= 文書の抜粋 =
########

1.コンテンツ作成・配信の年間プランを立てる

2.ペルソナ分類に応じてコンテンツを企画する

3.1つのコンテンツを一度きりでなく複数のタイミングで使用する

4.ネタのストックをチーム内で共有する

5.コンテンツにファンが参加できる余白を設ける

置き場所が間違っていることも。コンテンツの届け方にも意識を

MZ:作成したコンテンツを届けるときのポイントについても教えてください。「せっかく良いコンテンツがあるのに、届け方がもったいない」といったケースもありそうです。

多々良:コンテンツの置き場所を間違えてしまっているケースはよくあります。同じコンテンツでも置き場所によって印象はガラッと変わるので、チャネルの特性を理解して置き場所を決めることが大切です。たとえば「社長からのメッセージ」をコーポレートサイトに置くのと、noteやブログに置くのとでは、読者が感じる距離感がぜんぜん違いますよね。施策の目的やそのコンテンツで届けたいメッセージに応じて、コンテンツの置き場所は選んだほうが良いでしょう。

MZ:たとえば、メールとLINEだと、それぞれどのような違いがありますか?

多々良:メールは比較的クローズドな雰囲気を出しやすいため、親密感のあるコンテンツで表現することが可能です。逆にLINEは親密感はやや出しにくいのですが、即効性があります。ですので、担当者の想いを伝えるようなコンテンツはメールに、商品・サービスのキャンペーンなどいち早く知ってもらいたい情報はLINEにといった使い分けが考えられます。また、チャネル特性の理解だけではなく、成功の再現性がある施策を知っておくことも重要です。たとえば、弊社ではメールマーケティングにおけるノウハウを公開していますので、こちらも参考にしていただければと思います。

########

= 取り組む内容 =
(A) コンテンツ運用についての文章を2文で要約してください。
(B) コンテンツ運用についての文章から、「2.ペルソナ分類に応じてコンテンツを企画する」から「いったケースもありそうです。」までをそのまま書き写してください。
(C) コンテンツ運用についての文章の最後の文に続く部分を書いてください。
リストは使わなくてかまいません。

########

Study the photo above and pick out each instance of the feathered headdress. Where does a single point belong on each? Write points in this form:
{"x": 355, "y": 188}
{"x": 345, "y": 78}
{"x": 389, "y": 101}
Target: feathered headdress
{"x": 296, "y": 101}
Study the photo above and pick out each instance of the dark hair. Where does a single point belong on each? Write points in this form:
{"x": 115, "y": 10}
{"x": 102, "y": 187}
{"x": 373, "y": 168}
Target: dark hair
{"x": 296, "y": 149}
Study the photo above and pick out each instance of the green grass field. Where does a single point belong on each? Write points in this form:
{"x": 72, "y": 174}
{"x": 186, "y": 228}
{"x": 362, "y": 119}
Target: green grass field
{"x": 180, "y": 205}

########

= 解答例 =
(A) コンテンツ運用のポイントとして、年間プランの作成、ペルソナ分類に応じた企画、1つのコンテンツの複数タイミングでの使用、ネタのストックのチーム内共有、ファンが参加できる余白づくりが挙げられている。また、同じコンテンツでも置き場所で印象が変わるため、チャネルの特性を理解して置き場所を選ぶことが大切で、担当者の想いを伝える内容はメールに、いち早く知らせたい情報はLINEにといった使い分けが考えられるとしている。

(B)
2.ペルソナ分類に応じてコンテンツを企画する

3.1つのコンテンツを一度きりでなく複数のタイミングで使用する

4.ネタのストックをチーム内で共有する

5.コンテンツにファンが参加できる余白を設ける

置き場所が間違っていることも。コンテンツの届け方にも意識を

MZ:作成したコンテンツを届けるときのポイントについても教えてください。「せっかく良いコンテンツがあるのに、届け方がもったいない」といったケースもありそうです。

(C)
 また、媒体ごとの特徴を使い分けるだけでなく、コンテンツをマルチチャネルで展開するメリットも活かすと良いです。たとえば、「冊子にはこんなに素晴らしいコンテンツが掲載されているのに、なぜウェブに載せていないんだろう?」ともったいなく思うことが多々あります。

MZ:なるほど。ただ、こういったコンテンツの制作・配信は、多くの場合1~2人で役割を兼務しながら行われていると思います。そうなると、コンテンツ配信の管理は非常に大変そうです。

多々良:はい。人員が潤沢とは言えない中でファンマーケティングに取り組まれている企業が現状多く、コミュニケーションで必要なタッチポイントをすべて設計・管理するのは、なかなかに大変だと思います。そういった時に、弊社のCRMプラットフォーム「Synergy!」は有効です。「Synergy!」は、お客様の行動を自動で検知し、コンテンツ配信のタイミングとチャネルを自動で最適化することができます。たとえば、メールをお送りしても反応がないお客様に対しては、次はLINEをお送りするなど、チャネルをまたいだ最適化が可能です。

ファンマーケティング成功の最後の鍵は「強い組織」

MZ:ファンマーケティングの直接的な売り上げへの貢献を計測するのは難しく、いずれの企業でも長期的な施策になるので、経営層や社内の理解を得るのもまた難しいイメージがあります。ファンマーケティングの効果測定で、何か良い方法はありますか?

多々良:最も取り入れやすいのはNPS(ネットプロモータースコア)でしょう。ただ、NPS単体では要因まで追えません。そのため、我々は接触チャネルなどの行動軸や顧客の価値観軸、売上軸などをNPSと掛け合わせて相関関係を分析しています。すると、効果の高い施策やチャネルがわかってきますし、さらにペルソナごとに分析をすると、より施策の効果は見えやすくなってきます。

 そして、いずれにしても、トップや組織全体の理解がファンマーケティングにおいては非常に重要です。弊社が行っている「ワークショップ型戦略策定プログラム」もその一つですが、社内の各ステークホルダーと目的や取り組みの意義を共有するための活動は欠かせません。社内のいろいろな部署の方から理解を得ることで、社内でのファンマーケティングに対する意識が高まります。結果、忍耐強くファンに向き合う体制が整っていくと思います。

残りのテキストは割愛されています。